- [WHAT THE TASK ASKS]
Extract each line holding the word "below" from the entries.

******************************

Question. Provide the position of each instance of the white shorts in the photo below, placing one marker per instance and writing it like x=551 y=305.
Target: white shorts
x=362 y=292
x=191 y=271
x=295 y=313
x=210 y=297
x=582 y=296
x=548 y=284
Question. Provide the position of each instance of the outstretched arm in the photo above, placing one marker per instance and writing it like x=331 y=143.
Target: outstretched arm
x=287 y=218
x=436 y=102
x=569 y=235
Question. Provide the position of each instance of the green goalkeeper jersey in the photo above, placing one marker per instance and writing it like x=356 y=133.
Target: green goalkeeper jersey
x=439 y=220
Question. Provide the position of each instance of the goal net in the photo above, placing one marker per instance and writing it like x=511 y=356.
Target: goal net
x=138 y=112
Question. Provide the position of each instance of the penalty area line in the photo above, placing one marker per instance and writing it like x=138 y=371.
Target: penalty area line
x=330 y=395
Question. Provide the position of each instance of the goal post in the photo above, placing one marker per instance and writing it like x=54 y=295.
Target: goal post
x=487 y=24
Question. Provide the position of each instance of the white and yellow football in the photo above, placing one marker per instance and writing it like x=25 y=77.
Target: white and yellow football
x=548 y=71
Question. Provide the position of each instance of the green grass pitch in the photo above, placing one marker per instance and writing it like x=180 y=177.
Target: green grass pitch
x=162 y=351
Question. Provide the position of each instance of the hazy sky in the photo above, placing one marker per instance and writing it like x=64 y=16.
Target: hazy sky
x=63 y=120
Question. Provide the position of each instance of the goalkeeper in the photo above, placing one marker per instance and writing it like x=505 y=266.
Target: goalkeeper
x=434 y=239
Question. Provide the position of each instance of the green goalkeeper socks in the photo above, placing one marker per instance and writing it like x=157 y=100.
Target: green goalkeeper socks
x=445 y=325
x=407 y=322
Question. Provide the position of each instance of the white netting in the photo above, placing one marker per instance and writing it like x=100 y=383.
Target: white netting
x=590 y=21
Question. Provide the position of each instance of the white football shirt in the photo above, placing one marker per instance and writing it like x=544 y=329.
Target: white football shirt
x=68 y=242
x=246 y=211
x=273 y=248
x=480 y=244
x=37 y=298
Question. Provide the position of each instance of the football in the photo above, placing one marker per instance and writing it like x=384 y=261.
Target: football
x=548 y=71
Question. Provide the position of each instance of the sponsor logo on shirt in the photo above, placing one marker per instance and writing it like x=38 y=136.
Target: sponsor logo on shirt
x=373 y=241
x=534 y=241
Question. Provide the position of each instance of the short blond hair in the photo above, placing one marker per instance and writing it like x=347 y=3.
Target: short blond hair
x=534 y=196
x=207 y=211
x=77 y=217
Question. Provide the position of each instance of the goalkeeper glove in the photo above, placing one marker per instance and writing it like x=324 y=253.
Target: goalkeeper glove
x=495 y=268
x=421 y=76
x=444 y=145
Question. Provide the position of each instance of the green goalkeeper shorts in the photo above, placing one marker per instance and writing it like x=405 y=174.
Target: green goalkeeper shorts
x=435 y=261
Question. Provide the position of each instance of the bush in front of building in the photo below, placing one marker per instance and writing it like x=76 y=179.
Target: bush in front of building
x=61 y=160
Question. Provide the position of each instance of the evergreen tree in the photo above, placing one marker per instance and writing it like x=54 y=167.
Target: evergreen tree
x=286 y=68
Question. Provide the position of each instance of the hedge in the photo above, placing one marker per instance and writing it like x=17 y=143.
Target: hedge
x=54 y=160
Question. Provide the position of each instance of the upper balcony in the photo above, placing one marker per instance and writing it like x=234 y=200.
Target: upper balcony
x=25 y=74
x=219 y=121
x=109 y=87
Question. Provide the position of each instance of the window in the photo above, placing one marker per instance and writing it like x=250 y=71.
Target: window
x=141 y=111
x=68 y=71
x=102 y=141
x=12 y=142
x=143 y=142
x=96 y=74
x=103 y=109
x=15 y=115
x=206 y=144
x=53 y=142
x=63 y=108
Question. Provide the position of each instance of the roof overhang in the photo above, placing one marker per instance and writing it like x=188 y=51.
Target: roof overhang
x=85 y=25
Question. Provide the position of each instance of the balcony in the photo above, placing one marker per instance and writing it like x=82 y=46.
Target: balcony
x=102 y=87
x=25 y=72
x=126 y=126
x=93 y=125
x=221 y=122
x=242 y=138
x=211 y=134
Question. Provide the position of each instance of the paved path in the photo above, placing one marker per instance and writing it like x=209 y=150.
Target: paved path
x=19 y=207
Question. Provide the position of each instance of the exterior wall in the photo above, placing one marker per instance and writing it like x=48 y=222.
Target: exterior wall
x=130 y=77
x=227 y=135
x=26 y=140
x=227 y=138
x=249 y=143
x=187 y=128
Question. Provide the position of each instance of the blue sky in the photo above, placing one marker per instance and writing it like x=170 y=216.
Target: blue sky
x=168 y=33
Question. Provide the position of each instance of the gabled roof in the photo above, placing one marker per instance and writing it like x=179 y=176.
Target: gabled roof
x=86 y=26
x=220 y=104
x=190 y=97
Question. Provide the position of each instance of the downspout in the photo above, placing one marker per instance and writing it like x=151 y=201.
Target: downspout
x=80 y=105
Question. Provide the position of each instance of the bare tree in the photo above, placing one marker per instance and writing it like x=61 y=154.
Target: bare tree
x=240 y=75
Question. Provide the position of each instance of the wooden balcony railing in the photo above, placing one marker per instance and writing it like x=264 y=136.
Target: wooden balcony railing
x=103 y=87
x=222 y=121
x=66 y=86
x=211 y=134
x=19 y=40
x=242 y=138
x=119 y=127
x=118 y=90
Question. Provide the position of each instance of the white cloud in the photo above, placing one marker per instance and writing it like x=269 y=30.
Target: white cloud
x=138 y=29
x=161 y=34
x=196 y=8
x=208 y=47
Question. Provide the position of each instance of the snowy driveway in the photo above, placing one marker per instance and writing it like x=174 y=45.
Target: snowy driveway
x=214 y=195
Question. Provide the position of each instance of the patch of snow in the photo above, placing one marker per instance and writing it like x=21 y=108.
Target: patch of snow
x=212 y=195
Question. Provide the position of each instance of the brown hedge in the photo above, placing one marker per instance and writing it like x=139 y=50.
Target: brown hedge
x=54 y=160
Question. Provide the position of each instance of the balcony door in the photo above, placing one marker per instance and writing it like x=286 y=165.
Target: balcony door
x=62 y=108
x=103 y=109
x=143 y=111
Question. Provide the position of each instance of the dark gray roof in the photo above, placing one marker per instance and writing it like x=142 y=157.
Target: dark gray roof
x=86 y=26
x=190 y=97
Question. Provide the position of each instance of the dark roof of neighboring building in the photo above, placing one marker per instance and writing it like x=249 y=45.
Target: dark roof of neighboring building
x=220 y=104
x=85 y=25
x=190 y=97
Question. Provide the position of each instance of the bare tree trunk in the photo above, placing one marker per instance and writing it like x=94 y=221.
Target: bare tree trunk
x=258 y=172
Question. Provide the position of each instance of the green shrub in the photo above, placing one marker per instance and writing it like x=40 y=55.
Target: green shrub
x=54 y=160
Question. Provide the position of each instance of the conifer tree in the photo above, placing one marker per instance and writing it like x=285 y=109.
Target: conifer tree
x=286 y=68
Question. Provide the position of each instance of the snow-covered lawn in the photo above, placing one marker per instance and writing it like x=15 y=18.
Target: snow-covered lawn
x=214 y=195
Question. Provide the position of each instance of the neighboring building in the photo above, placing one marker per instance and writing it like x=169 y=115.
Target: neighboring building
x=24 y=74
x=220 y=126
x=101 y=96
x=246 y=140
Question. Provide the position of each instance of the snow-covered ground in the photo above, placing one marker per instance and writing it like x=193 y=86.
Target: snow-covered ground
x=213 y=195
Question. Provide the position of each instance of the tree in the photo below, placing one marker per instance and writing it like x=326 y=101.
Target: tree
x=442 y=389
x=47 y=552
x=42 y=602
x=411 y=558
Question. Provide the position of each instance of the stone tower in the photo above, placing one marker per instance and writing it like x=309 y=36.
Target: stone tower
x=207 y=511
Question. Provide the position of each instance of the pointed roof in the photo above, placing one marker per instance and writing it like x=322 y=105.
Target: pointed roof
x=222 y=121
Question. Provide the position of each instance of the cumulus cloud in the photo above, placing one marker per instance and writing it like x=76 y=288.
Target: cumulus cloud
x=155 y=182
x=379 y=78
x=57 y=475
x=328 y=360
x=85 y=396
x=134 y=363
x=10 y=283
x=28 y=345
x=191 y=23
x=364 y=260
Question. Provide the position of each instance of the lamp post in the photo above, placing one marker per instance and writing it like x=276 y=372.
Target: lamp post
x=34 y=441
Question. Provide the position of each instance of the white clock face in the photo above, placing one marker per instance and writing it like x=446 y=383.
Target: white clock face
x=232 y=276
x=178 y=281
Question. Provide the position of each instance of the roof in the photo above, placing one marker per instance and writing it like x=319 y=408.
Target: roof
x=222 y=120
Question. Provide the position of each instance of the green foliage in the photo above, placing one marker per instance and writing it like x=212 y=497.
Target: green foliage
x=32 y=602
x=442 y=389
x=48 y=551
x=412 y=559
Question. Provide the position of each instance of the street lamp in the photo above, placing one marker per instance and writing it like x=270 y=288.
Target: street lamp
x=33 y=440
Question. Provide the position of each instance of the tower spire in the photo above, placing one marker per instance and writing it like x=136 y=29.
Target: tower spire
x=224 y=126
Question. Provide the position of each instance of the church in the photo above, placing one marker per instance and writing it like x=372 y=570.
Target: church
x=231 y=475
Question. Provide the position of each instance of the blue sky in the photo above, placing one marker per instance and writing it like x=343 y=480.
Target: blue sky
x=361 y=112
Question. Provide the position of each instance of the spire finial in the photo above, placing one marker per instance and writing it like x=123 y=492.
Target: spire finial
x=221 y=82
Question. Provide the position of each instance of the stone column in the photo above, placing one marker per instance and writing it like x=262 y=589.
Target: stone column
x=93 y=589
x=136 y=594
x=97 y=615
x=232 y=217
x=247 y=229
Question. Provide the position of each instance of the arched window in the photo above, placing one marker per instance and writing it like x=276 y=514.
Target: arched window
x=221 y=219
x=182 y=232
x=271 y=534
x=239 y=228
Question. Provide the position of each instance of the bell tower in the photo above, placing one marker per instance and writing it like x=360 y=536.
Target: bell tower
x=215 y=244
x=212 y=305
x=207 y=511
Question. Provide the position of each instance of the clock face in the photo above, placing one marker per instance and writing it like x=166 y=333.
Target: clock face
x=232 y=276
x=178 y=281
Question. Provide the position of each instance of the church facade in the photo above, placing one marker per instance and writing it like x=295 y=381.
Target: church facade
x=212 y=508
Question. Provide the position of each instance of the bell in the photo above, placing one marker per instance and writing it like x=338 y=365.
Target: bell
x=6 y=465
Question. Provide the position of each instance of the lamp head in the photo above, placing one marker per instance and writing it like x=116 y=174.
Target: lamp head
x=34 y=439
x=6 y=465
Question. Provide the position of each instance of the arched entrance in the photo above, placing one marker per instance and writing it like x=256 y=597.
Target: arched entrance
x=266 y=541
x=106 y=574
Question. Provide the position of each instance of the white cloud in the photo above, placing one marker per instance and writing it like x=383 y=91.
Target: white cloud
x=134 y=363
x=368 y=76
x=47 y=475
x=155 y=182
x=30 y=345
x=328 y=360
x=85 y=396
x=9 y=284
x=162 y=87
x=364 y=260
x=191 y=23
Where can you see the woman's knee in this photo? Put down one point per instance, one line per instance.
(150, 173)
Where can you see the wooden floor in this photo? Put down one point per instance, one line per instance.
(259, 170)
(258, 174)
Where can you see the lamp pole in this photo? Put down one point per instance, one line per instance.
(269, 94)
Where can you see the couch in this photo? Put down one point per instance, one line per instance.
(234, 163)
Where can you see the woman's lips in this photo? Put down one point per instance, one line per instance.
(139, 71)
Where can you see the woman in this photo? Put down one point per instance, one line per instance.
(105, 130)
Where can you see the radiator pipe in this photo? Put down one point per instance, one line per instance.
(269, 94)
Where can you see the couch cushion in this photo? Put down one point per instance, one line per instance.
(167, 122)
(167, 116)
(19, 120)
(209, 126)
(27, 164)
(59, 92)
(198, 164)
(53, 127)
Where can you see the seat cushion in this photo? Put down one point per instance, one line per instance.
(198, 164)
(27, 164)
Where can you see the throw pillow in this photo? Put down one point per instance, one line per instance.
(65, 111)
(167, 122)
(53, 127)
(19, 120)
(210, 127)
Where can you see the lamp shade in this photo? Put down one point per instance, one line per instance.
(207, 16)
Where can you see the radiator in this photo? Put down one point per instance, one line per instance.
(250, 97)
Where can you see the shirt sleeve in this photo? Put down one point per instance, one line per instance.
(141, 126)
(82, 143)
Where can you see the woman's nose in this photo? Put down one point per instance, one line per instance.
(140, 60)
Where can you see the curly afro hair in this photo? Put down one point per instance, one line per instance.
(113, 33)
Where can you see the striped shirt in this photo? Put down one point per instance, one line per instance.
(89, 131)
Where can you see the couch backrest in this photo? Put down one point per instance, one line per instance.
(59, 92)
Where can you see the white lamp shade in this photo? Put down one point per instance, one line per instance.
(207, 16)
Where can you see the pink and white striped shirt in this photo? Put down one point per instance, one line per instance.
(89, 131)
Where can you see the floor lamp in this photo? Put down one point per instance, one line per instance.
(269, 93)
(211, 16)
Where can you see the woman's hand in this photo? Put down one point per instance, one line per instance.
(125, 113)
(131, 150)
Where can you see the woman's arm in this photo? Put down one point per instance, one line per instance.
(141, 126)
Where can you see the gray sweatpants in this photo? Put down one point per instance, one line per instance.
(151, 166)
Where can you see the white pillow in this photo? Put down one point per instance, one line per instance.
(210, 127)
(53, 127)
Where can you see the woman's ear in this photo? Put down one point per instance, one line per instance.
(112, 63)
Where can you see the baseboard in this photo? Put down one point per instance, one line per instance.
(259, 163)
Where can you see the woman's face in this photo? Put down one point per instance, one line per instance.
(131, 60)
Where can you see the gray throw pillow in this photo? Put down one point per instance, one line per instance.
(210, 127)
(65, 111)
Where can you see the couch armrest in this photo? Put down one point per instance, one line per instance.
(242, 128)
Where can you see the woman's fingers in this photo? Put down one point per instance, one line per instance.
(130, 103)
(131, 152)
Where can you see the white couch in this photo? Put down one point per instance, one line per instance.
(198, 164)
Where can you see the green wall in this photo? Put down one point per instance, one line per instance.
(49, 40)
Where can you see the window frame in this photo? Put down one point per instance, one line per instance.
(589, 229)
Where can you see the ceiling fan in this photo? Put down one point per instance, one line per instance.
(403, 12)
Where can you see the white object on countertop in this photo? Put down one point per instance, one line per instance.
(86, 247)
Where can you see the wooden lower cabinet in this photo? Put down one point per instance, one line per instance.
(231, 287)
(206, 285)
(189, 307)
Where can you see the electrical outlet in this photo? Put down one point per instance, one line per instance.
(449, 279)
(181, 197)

******************************

- [RESPONSE TO THE TASK]
Question. Provide the position of each instance of the white shorts in the photo below, placing one marker per instance and writing it like x=551 y=305.
Question. Provide the position of each instance of the bush in front of building in the photo below, placing one marker per instance and writing it like x=76 y=179.
Question. Provide the position of each instance of the tree in the photo below, placing one marker per instance and writing it like x=326 y=101.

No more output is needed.